#### ASSIGNMENT 1
Please condense the paragraph beginning "He died quietly" in the passage on Pasternak into a short bulleted list, keeping its main facts.
#### ASSIGNMENT 2
Quote the stretch of the passage on Pasternak from "The Zhdanov decree of" through "death in 1953.".

[SUPPLIED PASSAGE Boundary: Start]

The Zhdanov decree of 1946 sought to restore Party control over art and to restrict Western influence. This attempt of the political authorities to control literary production and to use it for propaganda through the new Socialist Realism caused Pasternak to divert his talents to translating significant German and English works, including those of Shakespeare. His translations are highly regarded. That same year he met Olga Ivinskaya, who became the inspiration for the figure of Lara in Doctor Zhivago. One year later they became lovers. In 1949, in an effort to gather information on Pasternak, the government arrested Olga; when she refused to incriminate him, they transferred her to a Siberian labor camp in 1951, from which she was not released until after Joseph Stalin’s death in 1953.
No original work by Pasternak appeared between the Zhdanov decree and Stalin’s death in 1953, but he was at work on his novel Doctor Zhivago. In 1956, when Nikita Khrushchev began his de-Stalinization drive, Pasternak presented his completed manuscript to the journal Novy mir, which refused to publish it unless it were radically cut and revised. As a result, it was first published in Italian in 1957 and in English in 1958. The novel became a psychological symbol of the Cold War between the Soviet Union and the West, where its reception resulted in the Nobel Prize in Literature in 1958. Pasternak felt compelled to refuse the honor, hoping to diffuse the tense situation in which he found himself in his own country, but he was expelled from the Union of Soviet Writers in 1958 and continued to suffer attacks from the Soviet press for the rest of his life. Although he continued his creative work, except for his translations and individual poems in journals and anthologies, none of his works appeared in Russia until after his death.
He died quietly at his home in Peredelkino on May 30, 1960, from heart disease and cancer. Many artists, writers, and admirers defied the authorities and formed the funeral procession. Before the year was over, Olga Ivinskaya and her daughter had been deported to Siberia. Five years later Pasternak’s poetry was published in the Soviet Union with an appreciative, insightful introduction. The Soviets waited, however, until the glasnost movement of Mikhail Gorbachev before an official edition of Doctor Zhivago appeared in their country.

[SUPPLIED PASSAGE Boundary: End]
[SUPPLIED INFORMATION Boundary: Start]

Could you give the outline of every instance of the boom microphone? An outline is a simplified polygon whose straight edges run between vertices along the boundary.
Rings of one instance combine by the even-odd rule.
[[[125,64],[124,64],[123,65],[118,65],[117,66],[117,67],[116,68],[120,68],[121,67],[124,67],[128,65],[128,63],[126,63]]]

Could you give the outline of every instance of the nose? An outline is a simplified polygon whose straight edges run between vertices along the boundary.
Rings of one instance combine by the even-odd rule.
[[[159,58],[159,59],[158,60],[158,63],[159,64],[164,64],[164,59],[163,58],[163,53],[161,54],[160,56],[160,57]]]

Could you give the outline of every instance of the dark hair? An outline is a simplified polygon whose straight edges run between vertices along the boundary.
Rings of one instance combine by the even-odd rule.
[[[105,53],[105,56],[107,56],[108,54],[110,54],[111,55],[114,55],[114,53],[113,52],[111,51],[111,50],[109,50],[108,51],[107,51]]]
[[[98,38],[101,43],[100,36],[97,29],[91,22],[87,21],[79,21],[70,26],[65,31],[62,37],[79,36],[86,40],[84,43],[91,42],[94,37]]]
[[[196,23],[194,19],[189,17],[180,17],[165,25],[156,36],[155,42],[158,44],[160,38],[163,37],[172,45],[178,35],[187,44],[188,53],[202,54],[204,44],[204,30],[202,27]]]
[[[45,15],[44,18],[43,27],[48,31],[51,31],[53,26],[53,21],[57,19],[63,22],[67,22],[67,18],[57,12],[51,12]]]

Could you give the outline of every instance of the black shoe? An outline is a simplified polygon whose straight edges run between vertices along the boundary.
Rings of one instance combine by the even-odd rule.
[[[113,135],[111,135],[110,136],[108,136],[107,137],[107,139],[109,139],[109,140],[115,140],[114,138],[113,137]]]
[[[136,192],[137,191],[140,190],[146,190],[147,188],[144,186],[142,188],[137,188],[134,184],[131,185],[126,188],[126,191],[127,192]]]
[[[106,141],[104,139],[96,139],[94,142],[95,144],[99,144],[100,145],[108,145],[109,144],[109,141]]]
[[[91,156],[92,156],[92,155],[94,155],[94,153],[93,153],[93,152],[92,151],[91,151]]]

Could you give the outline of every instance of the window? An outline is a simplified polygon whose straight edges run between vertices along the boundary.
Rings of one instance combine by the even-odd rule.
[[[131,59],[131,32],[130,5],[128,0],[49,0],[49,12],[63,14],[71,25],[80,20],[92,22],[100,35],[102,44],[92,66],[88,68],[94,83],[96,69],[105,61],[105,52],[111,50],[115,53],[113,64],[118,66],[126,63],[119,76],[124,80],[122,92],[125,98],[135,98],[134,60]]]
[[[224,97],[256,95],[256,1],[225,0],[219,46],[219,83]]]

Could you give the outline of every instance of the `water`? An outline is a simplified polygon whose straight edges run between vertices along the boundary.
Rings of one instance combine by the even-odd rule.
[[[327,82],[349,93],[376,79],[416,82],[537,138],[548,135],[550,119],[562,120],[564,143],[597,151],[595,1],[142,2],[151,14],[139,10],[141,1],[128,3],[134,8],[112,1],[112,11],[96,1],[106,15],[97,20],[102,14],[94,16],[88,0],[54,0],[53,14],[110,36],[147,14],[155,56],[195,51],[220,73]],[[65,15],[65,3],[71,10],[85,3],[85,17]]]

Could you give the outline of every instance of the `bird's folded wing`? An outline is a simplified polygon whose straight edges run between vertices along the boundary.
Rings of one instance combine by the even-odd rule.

[SUPPLIED INFORMATION Boundary: End]

#### YOUR SOLUTION 1
- Pasternak died of heart disease and cancer at his home in Peredelkino on May 30, 1960.
- Many artists, writers, and admirers defied the authorities to form his funeral procession.
- Before the year ended, Olga Ivinskaya and her daughter had been deported to Siberia.
- Five years later, his poetry was published in the Soviet Union with an appreciative, insightful introduction.
- An official Soviet edition of Doctor Zhivago did not appear until Mikhail Gorbachev's glasnost movement.

#### YOUR SOLUTION 2
The Zhdanov decree of 1946 sought to restore Party control over art and to restrict Western influence. This attempt of the political authorities to control literary production and to use it for propaganda through the new Socialist Realism caused Pasternak to divert his talents to translating significant German and English works, including those of Shakespeare. His translations are highly regarded. That same year he met Olga Ivinskaya, who became the inspiration for the figure of Lara in Doctor Zhivago. One year later they became lovers. In 1949, in an effort to gather information on Pasternak, the government arrested Olga; when she refused to incriminate him, they transferred her to a Siberian labor camp in 1951, from which she was not released until after Joseph Stalin’s death in 1953.